Permintaan Tertulis a:
Sebutkan semua nilai persentase dan nominal rupiah yang tercantum dalam kutipan berita tentang pendapatan BPHTB Kabupaten Bekasi.

Kutipan Teks:
::::::::::

Realisasi Pendapatan Sektor BPHTB di Kabupaten Bekasi Masih Jauh dari Target

4 hours ago 10

Beranda Berita Utama Realisasi Pendapatan Sektor BPHTB di Kabupaten Bekasi Masih Jauh dari Target

ILUSTRASI BPHTB: Foto udara pusat perbelanjaan di kawasan Grand Wisata, Tambun Selatan, Selasa (21/10). FOTO: ARIESANT/RADAR BEKASI

RADARBEKASI.ID, BEKASI – Realisasi pendapatan daerah dari sektor pajak Bea Perolehan Hak atas Tanah dan Bangunan (BPHTB) masih jauh dari target. Hingga memasuki triwulan terakhir 2025, capaian BPHTB baru mencapai sekitar 50 persen dari target yang ditetapkan.

Lambatnya realisasi ini dikhawatirkan mengganggu stabilitas keuangan Pemerintah Kabupaten Bekasi, yang dapat berdampak pada program pembangunan menuju Bekasi Bangkit, Maju, dan Sejahtera.

Pada 2025, target pendapatan BPHTB ditetapkan sebesar Rp1,274 triliun. Namun hingga saat ini realisasi barunya mencapai sekitar Rp624 miliar atau 50,40 persen.

::::::::::

Daftar Baris:

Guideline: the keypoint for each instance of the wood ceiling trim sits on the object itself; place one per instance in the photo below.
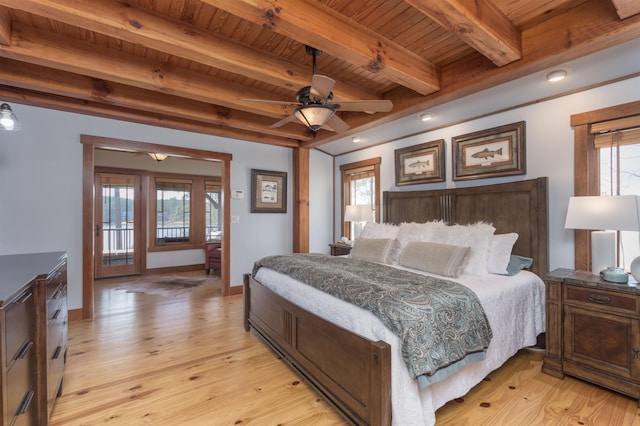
(626, 8)
(585, 29)
(136, 25)
(5, 26)
(108, 111)
(321, 27)
(42, 79)
(54, 51)
(479, 23)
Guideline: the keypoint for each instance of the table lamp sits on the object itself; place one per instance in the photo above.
(604, 215)
(358, 214)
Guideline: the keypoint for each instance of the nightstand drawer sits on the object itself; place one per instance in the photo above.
(602, 300)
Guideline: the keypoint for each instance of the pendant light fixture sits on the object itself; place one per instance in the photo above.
(8, 120)
(158, 156)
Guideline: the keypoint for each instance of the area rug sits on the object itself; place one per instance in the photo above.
(172, 286)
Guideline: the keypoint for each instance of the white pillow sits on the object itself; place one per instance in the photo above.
(379, 230)
(441, 259)
(500, 252)
(424, 232)
(477, 236)
(373, 249)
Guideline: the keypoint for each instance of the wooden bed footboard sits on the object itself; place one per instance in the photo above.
(352, 373)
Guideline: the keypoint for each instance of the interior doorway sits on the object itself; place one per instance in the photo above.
(118, 233)
(90, 144)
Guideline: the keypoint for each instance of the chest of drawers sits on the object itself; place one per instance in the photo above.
(593, 331)
(33, 341)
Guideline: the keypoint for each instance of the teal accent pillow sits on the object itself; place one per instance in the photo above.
(518, 263)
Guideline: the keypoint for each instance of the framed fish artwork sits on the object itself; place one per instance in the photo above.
(422, 163)
(499, 151)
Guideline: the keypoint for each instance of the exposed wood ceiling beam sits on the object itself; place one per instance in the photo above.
(626, 8)
(109, 111)
(136, 25)
(5, 26)
(50, 50)
(583, 30)
(319, 26)
(479, 23)
(42, 79)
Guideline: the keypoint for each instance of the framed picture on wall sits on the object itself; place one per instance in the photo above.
(268, 191)
(499, 151)
(422, 163)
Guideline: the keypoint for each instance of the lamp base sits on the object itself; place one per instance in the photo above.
(635, 268)
(603, 250)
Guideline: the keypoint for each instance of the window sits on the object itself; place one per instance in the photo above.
(360, 186)
(187, 210)
(606, 154)
(173, 211)
(619, 153)
(213, 211)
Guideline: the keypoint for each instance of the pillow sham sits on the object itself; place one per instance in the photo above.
(477, 236)
(441, 259)
(500, 252)
(379, 230)
(518, 263)
(373, 249)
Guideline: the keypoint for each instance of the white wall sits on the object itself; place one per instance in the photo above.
(549, 152)
(41, 188)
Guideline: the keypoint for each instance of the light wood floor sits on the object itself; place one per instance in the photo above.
(150, 360)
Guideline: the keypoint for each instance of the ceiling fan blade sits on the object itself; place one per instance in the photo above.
(337, 124)
(267, 101)
(284, 121)
(321, 86)
(371, 106)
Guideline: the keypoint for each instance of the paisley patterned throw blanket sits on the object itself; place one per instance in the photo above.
(440, 323)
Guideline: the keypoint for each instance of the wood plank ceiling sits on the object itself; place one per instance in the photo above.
(188, 64)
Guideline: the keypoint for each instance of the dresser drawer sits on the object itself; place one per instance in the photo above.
(602, 300)
(20, 323)
(20, 382)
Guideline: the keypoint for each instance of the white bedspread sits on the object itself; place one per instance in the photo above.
(514, 306)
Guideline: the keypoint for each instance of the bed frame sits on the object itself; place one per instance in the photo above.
(355, 373)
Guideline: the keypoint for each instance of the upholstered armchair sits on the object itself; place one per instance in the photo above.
(212, 256)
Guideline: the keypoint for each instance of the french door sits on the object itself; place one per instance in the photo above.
(117, 225)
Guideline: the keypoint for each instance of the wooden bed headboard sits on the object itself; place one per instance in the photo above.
(519, 207)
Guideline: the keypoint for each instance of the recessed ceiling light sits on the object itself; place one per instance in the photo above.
(556, 75)
(426, 116)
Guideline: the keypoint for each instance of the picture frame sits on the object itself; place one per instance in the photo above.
(268, 191)
(499, 151)
(422, 163)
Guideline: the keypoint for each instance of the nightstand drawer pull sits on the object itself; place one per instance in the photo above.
(602, 299)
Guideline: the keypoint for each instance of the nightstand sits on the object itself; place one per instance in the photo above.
(593, 330)
(340, 249)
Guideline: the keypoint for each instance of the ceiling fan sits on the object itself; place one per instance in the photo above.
(314, 108)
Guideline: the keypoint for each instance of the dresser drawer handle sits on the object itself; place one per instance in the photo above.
(57, 352)
(602, 299)
(24, 350)
(24, 405)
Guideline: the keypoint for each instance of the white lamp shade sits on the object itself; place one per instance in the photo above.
(358, 213)
(618, 213)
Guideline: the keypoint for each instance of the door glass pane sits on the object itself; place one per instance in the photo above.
(213, 211)
(117, 221)
(173, 212)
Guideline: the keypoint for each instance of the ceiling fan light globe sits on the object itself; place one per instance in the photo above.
(314, 116)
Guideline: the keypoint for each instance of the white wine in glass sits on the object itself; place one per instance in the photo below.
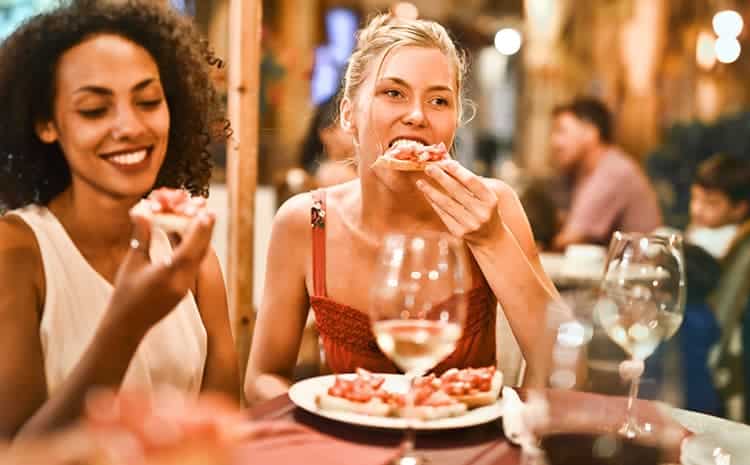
(418, 307)
(643, 301)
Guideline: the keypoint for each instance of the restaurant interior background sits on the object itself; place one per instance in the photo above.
(678, 86)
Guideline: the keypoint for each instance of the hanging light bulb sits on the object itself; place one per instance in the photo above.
(727, 23)
(705, 50)
(727, 49)
(508, 41)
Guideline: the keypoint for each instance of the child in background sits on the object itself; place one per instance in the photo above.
(699, 332)
(719, 203)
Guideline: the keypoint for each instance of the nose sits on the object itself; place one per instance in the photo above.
(415, 115)
(127, 123)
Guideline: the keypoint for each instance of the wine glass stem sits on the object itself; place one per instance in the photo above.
(631, 425)
(407, 445)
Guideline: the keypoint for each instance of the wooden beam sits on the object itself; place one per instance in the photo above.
(242, 164)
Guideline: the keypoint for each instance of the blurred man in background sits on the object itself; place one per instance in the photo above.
(610, 192)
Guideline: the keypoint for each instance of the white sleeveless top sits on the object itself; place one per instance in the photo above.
(173, 352)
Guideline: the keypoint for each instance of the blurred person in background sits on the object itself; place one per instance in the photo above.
(610, 192)
(328, 150)
(719, 203)
(699, 331)
(105, 102)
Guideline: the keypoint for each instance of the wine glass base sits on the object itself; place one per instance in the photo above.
(411, 459)
(632, 430)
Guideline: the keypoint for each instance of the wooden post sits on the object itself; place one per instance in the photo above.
(242, 164)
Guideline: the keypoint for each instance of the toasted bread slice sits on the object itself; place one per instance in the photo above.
(401, 165)
(429, 412)
(481, 399)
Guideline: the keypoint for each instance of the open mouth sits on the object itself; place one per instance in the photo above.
(129, 158)
(407, 141)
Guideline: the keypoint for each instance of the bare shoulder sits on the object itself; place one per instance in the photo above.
(17, 236)
(20, 257)
(294, 213)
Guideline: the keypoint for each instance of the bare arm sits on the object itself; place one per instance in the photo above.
(222, 371)
(144, 293)
(488, 216)
(23, 386)
(283, 311)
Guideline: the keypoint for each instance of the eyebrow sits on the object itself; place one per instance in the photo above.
(106, 91)
(405, 84)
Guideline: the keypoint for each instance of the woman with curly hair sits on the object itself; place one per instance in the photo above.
(103, 102)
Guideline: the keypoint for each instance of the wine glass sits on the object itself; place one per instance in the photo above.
(642, 302)
(418, 308)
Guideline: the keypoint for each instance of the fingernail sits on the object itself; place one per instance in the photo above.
(205, 218)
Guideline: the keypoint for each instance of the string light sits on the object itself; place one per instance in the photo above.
(727, 49)
(508, 41)
(727, 23)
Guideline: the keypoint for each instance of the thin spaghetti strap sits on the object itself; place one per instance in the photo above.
(318, 223)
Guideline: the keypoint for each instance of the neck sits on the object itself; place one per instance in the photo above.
(395, 205)
(93, 220)
(591, 160)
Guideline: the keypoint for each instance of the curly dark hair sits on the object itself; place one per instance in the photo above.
(34, 172)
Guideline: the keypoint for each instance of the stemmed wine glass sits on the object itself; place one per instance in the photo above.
(418, 307)
(642, 302)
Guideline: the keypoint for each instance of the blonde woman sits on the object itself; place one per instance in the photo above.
(404, 81)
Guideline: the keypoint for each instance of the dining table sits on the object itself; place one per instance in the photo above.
(575, 416)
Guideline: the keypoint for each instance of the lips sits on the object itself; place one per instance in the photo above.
(406, 141)
(128, 157)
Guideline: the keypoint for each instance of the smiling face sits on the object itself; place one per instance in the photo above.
(413, 97)
(110, 116)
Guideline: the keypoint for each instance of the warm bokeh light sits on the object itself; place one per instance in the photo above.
(405, 10)
(705, 50)
(508, 41)
(727, 49)
(727, 23)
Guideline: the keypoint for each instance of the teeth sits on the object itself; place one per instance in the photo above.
(129, 158)
(399, 142)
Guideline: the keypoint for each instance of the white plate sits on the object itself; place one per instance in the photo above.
(303, 395)
(717, 448)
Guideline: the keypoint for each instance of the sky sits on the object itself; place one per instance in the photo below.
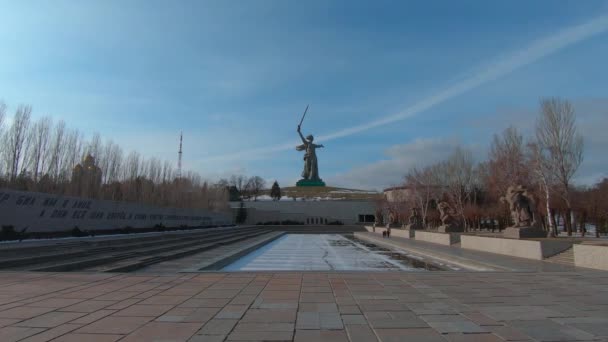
(390, 84)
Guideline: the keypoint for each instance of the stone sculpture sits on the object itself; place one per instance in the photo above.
(449, 224)
(523, 212)
(310, 173)
(415, 220)
(393, 220)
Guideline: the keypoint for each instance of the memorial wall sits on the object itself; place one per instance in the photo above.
(40, 212)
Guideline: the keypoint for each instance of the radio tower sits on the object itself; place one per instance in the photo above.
(179, 157)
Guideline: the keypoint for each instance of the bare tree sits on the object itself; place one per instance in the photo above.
(458, 173)
(560, 146)
(425, 187)
(2, 142)
(40, 146)
(56, 150)
(254, 186)
(15, 140)
(239, 181)
(507, 164)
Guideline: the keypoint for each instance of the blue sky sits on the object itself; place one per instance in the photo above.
(235, 76)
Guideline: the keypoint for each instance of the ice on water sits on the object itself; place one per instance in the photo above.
(303, 252)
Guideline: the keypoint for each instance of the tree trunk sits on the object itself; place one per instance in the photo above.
(568, 220)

::::::::::

Permintaan Tertulis b:
Laporkan setiap baris yang memuat kata "wall".

Penyelesaian Lengkap a:
- sekitar 50 persen
- Rp1,274 triliun
- sekitar Rp624 miliar
- 50,40 persen

Penyelesaian Lengkap b:
Guideline: the keypoint for each instance of the framed picture on wall sits on the object itself; place one per instance in the photo above.
Guideline: the keypoint for each instance of the white wall sits on the object itself; place one per instance in the photo above.
Guideline: the keypoint for each instance of the memorial wall sits on the object itself; place one per instance in the photo above.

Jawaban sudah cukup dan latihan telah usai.